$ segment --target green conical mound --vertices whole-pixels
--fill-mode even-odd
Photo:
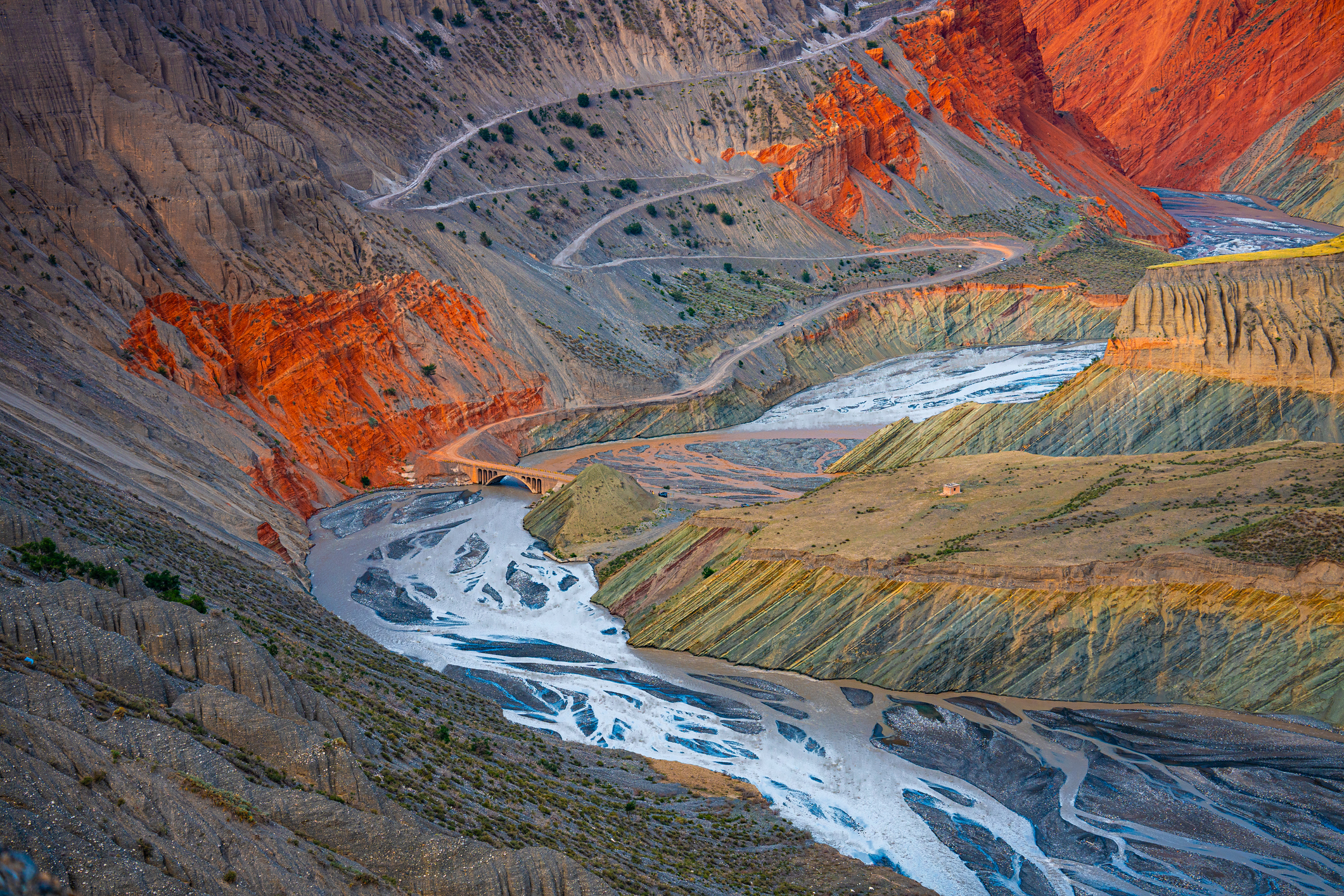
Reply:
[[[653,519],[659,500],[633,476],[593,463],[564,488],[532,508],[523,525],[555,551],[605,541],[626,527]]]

### WHAT TO PRODUCE
Rewrite the records above as a numbered list with one line per item, dropping any blank lines. Leave the pictures out of your answer.

### RESULT OF THIS EXERCISE
1. $ segment --target green conical mound --vertices whole-pixels
2. --fill-mode even-odd
3. Photo:
4. Reply:
5. [[[653,519],[659,500],[633,476],[593,463],[564,488],[532,508],[523,525],[555,551],[605,541],[626,527]]]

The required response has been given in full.